> AIM:
Reproduce verbatim everything in the seminar abstracts from "Malik Ghallab was" down to "INRIA (2007- 2010)".

> QUOTED PASSAGE:
+-------+
To begin, we review data analysis  challenges in network cyber-security, particularly in relation to NETFLOW data. The scale and stochastic structure of such data raises both computational and statistical difficulties. We develop change detectors, that operate at a host level, based on adaptive estimation procedures. The performance of these detectors is assessed with extensive simulation studies, and demonstrated on NETFLOW data collected at Imperial College.

Speaker Pr. Malik Ghallab

Models and Algorithms for Deliberate Action in Robotics

Dr. Malik Ghallab is a senior research scientist at LAAS-CNRS and University of Toulouse (Directeur de recherche). He is a member of Hassan II Academy of Science and Technology of Morocco. His research activity is mainly focused on planning, acting and learning in robotics and AI. He contributed to topics such as object recognition and pattern matching, scene interpretation, heuristics search, unification algorithms, knowledge compiling, temporal reasoning, planning, monitoring, and machine learning of robots skills and models of behaviors.

Malik Ghallab was head of the French national interdisciplinary research program in Robotics (2000-2006), director of LAAS-CNRS (2003-2007) and Executive Officer for Research and Technology of INRIA (2007- 2010)


Robots are built with inaccurate and noisy sensors and actuators, as well as with partial and uncertain models. Even a low-level reactive command requires prediction capabilities for a robust execution. A robot working in a fixed, well-modeled environment (e.g., robots in manufacturing applications), or a robot designed for a single task (e.g., vacuum cleaning or lawn-mowing robot) will have to implement these low-level predictive commands. An autonomous robot facing a variety of tasks and environments requires significantly more extended planning and deliberation capabilities.

A deliberate action is a purposeful, planned activity, pursued and carried out in order to achieve some objectives. Several computational functions are needed to endow a robot with deliberation capabilities, among which: planning, refining planned task into commands and controlling their execution, observing the context, monitoring discrepancies between prediction and observation, assessing the relevance of current objectives and learning how to improve its behavior. These functions implement different mathematical models and algorithms to perform anticipation, decision and control. They rely on a wide spectrum of representations, running from differential geometry and dynamics, to Temporal Action Logic, Dynamic Bayes Networks, or Temporal Markov Decision Processes. This talk will illustrate some of these representations, models and algorithms used for addressing problems such as, for example:

Prediction in dynamic control; Prediction in motion planning; Prediction in task planning; Prediction in observing and monitoring; Prediction in assessing situations and recognizing plans.
+-------+
> DATA RECORDS:
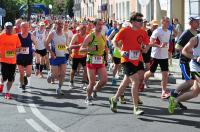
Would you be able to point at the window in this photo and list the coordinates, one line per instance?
(194, 6)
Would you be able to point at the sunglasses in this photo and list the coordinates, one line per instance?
(138, 20)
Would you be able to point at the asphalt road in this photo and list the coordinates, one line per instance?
(40, 109)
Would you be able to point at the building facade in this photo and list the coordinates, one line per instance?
(152, 9)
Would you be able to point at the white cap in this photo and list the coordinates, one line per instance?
(8, 24)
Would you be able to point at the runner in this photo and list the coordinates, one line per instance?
(95, 45)
(9, 44)
(25, 55)
(160, 42)
(191, 51)
(131, 41)
(115, 53)
(78, 57)
(184, 61)
(41, 51)
(57, 50)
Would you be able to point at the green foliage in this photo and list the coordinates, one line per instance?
(60, 7)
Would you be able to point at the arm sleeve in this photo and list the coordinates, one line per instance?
(120, 35)
(155, 34)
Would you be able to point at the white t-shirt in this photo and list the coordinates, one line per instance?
(69, 35)
(104, 30)
(164, 37)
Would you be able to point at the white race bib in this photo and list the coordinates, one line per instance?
(134, 54)
(60, 50)
(97, 60)
(24, 50)
(10, 54)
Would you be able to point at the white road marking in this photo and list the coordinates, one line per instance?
(45, 120)
(21, 109)
(35, 125)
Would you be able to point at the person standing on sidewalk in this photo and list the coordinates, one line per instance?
(191, 51)
(95, 46)
(133, 42)
(9, 45)
(160, 42)
(25, 55)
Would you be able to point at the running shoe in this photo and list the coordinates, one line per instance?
(8, 96)
(141, 87)
(172, 105)
(71, 85)
(165, 95)
(94, 94)
(1, 88)
(84, 86)
(122, 99)
(137, 111)
(49, 77)
(23, 87)
(25, 80)
(114, 82)
(88, 101)
(140, 102)
(113, 104)
(181, 106)
(59, 91)
(173, 93)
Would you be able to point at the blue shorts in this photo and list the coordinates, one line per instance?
(58, 61)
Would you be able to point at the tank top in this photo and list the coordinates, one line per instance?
(40, 38)
(26, 47)
(58, 44)
(96, 57)
(75, 52)
(195, 66)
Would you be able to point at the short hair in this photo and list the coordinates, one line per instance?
(164, 18)
(134, 16)
(96, 21)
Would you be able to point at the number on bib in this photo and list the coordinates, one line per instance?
(24, 50)
(134, 54)
(97, 60)
(10, 54)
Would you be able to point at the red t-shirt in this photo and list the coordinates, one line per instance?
(132, 41)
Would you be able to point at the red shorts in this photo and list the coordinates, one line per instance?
(95, 66)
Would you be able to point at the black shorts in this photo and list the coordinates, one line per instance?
(162, 62)
(8, 71)
(147, 56)
(140, 66)
(41, 52)
(25, 61)
(129, 68)
(116, 60)
(185, 70)
(76, 61)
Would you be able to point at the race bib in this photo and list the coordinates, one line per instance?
(134, 54)
(24, 50)
(60, 50)
(97, 60)
(61, 47)
(10, 54)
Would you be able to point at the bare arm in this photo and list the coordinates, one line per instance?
(188, 49)
(34, 40)
(84, 46)
(73, 41)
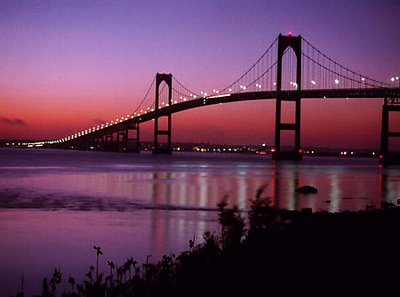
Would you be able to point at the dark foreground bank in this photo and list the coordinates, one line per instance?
(277, 253)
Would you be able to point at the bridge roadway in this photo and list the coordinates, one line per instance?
(236, 97)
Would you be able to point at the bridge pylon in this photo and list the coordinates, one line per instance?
(162, 148)
(387, 157)
(285, 42)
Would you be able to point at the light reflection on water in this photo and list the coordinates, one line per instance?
(54, 205)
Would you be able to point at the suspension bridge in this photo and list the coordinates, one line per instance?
(291, 69)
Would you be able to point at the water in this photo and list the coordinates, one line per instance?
(55, 205)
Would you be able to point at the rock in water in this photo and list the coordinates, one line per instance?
(307, 190)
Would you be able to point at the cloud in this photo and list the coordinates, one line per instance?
(12, 122)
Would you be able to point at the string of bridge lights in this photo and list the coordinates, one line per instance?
(182, 94)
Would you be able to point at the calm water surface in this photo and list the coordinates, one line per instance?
(55, 205)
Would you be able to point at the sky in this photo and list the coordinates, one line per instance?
(68, 65)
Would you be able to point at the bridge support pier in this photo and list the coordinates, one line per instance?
(387, 157)
(132, 144)
(285, 42)
(162, 148)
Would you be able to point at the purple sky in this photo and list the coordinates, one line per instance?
(67, 64)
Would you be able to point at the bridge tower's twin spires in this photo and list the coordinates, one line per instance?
(285, 42)
(159, 147)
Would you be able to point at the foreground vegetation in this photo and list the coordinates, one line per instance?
(277, 253)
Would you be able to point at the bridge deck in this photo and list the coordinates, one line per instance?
(244, 96)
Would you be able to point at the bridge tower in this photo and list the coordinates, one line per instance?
(386, 156)
(285, 42)
(162, 148)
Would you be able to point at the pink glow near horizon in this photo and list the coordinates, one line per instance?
(68, 66)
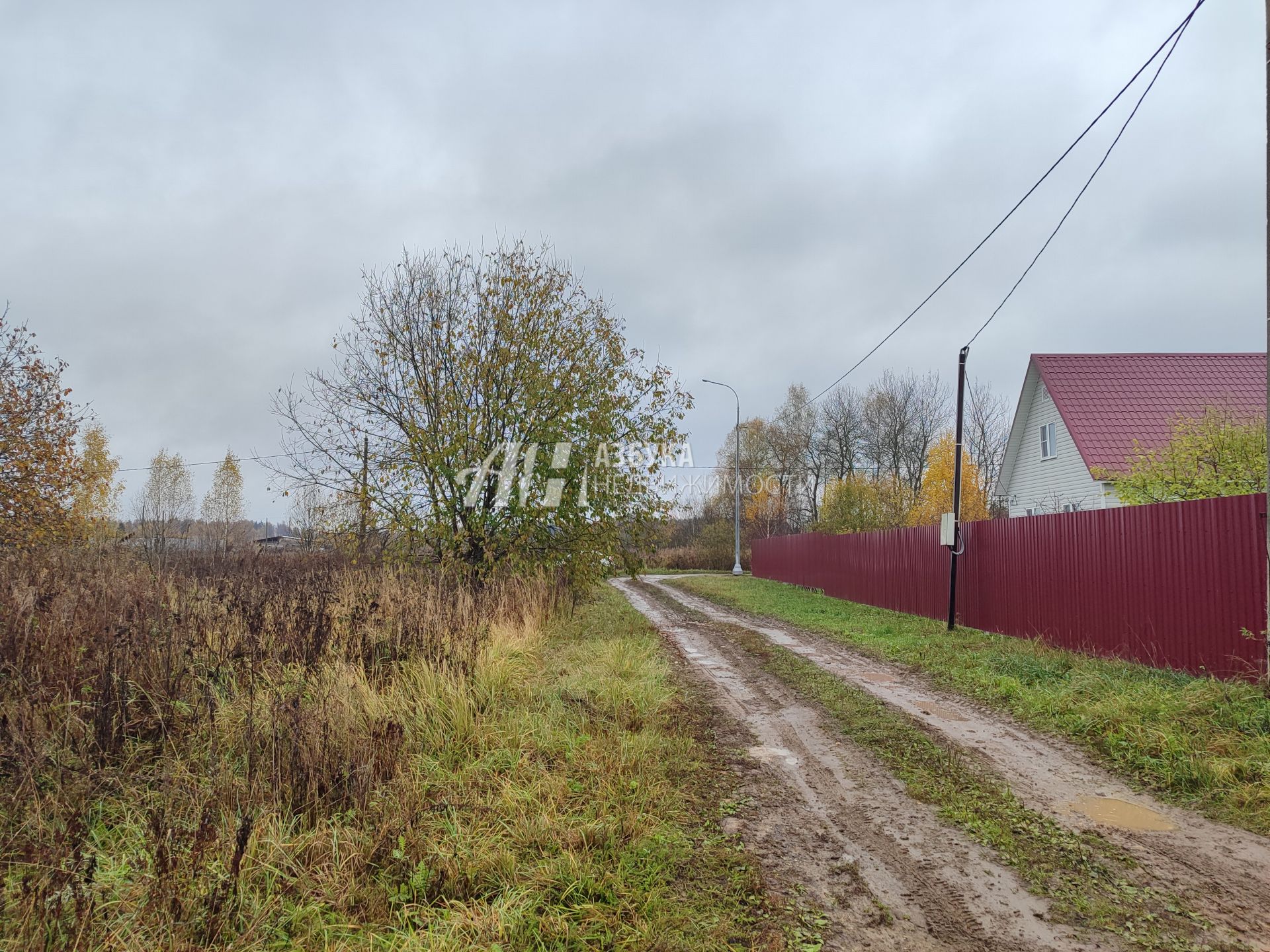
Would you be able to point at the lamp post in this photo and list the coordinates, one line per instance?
(736, 569)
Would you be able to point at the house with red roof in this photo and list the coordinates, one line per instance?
(1080, 414)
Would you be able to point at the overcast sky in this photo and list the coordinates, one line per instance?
(190, 190)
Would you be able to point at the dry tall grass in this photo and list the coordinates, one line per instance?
(159, 731)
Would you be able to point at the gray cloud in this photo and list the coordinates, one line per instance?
(190, 190)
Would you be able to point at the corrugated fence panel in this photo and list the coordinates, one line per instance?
(1174, 586)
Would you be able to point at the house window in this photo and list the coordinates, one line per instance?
(1047, 442)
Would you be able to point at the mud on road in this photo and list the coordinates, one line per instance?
(827, 816)
(831, 816)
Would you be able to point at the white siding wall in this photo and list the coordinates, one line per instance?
(1047, 485)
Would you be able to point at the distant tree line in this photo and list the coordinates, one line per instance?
(854, 461)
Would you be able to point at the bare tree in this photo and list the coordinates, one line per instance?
(841, 436)
(317, 513)
(904, 414)
(987, 430)
(792, 436)
(222, 506)
(165, 503)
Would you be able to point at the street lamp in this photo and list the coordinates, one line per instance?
(736, 569)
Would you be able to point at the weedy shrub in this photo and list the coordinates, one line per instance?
(157, 725)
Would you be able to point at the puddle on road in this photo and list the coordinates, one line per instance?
(765, 753)
(947, 714)
(1123, 814)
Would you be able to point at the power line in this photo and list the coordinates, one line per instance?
(1093, 175)
(1175, 34)
(206, 462)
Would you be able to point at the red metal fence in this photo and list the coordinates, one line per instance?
(1173, 586)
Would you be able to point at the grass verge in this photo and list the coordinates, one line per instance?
(1199, 742)
(1089, 881)
(552, 795)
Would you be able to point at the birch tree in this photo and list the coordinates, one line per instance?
(95, 498)
(165, 503)
(222, 506)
+-------+
> RESULT OF THE EXERCISE:
Malik Ghallab was head of the French national interdisciplinary research program in Robotics (2000-2006), director of LAAS-CNRS (2003-2007) and Executive Officer for Research and Technology of INRIA (2007- 2010)